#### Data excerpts
◇ ◇ ◇
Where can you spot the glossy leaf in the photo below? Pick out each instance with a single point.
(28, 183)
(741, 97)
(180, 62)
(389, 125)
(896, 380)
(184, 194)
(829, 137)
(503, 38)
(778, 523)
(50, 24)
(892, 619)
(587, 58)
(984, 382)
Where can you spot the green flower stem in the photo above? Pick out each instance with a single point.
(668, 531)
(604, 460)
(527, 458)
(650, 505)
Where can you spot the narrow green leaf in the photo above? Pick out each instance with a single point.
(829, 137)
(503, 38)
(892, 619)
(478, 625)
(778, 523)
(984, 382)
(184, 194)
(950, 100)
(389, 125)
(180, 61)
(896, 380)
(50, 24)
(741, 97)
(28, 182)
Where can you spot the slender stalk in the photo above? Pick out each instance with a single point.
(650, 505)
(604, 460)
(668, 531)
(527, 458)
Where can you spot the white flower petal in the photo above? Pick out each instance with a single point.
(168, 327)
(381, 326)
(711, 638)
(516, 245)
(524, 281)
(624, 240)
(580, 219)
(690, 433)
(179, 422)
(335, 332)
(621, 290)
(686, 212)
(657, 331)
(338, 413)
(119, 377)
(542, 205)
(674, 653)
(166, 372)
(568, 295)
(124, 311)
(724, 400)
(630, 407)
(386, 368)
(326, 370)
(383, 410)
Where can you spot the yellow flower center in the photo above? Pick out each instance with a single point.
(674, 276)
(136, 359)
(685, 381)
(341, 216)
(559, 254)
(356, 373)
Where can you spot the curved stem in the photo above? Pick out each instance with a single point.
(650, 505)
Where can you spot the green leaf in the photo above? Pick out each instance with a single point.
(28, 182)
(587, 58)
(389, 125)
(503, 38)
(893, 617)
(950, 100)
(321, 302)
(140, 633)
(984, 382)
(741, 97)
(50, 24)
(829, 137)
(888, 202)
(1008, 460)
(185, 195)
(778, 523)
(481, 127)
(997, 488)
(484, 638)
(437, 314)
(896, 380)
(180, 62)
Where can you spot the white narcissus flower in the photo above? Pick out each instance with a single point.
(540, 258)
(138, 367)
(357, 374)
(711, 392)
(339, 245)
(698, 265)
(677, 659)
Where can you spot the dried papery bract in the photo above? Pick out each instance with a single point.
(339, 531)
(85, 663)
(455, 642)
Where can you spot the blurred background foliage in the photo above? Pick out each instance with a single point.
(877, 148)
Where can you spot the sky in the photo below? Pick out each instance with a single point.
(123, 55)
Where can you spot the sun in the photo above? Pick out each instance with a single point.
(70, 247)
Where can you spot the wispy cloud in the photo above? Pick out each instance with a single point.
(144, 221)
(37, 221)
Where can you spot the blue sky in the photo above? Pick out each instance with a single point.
◇ ◇ ◇
#### Requirement
Your answer must be the records themselves, output again exactly.

#### Output of the exercise
Where can you spot the glossy leaf in the photo below? Pick out each instance with a single point.
(28, 183)
(741, 97)
(180, 62)
(389, 125)
(896, 380)
(184, 194)
(829, 137)
(503, 38)
(778, 523)
(50, 24)
(892, 619)
(587, 58)
(984, 382)
Where can you spot the green flower stem in the photo above? Pick out each instance with a single point.
(668, 531)
(604, 460)
(527, 458)
(650, 505)
Where can you spot the narrow green leaf in the photo above? Pick out each instance with a single point.
(829, 137)
(503, 38)
(892, 619)
(478, 625)
(778, 523)
(984, 382)
(184, 194)
(950, 100)
(389, 125)
(180, 61)
(896, 380)
(50, 24)
(741, 97)
(28, 182)
Where can you spot the slender stalk in the photo above? Pick out each instance with a single point.
(650, 505)
(604, 460)
(668, 531)
(527, 458)
Where can you spot the white flower petal in the photo above? Pick out each instance with a single point.
(168, 327)
(381, 326)
(711, 638)
(516, 245)
(524, 281)
(624, 240)
(580, 219)
(690, 433)
(179, 422)
(335, 332)
(621, 290)
(686, 212)
(657, 331)
(338, 413)
(119, 377)
(542, 205)
(674, 653)
(166, 372)
(568, 295)
(124, 311)
(724, 400)
(630, 407)
(386, 368)
(326, 370)
(383, 410)
Where can you spot the yellow flower center in the photo above? Pick out each instance with a single point.
(674, 276)
(136, 359)
(685, 381)
(341, 216)
(559, 254)
(356, 373)
Where can you spot the curved stem in the photo above? Pick out each instance with a single point.
(650, 505)
Where can you spot the green leaf in the photo above? Pick out each instance with a single point.
(28, 182)
(587, 58)
(389, 125)
(503, 38)
(893, 617)
(950, 100)
(321, 302)
(140, 633)
(984, 382)
(741, 97)
(50, 24)
(829, 137)
(888, 202)
(1008, 460)
(185, 195)
(778, 523)
(481, 127)
(997, 488)
(484, 638)
(437, 314)
(896, 380)
(180, 62)
Where can you spot the white narcissus flower in the photo above? Pick out each instance with a single point.
(540, 258)
(138, 367)
(357, 374)
(711, 392)
(339, 245)
(698, 265)
(677, 659)
Where can you spot the dried papery bract in the photo above? Pick out each instance with a single point.
(339, 531)
(85, 663)
(455, 642)
Where can you spot the blurred background foliage in the photo above? Pick out each instance with a single point.
(877, 148)
Where can you spot the sky in the photo below? Pick out each instance with a single point.
(123, 55)
Where can you spot the sun in the photo above? Pick out each instance with a single point.
(70, 247)
Where can you spot the wispy cloud in the photo above? Pick out each instance with a single point.
(144, 221)
(37, 221)
Where can you spot the blue sky in the photo above? Pick out each instance with a single point.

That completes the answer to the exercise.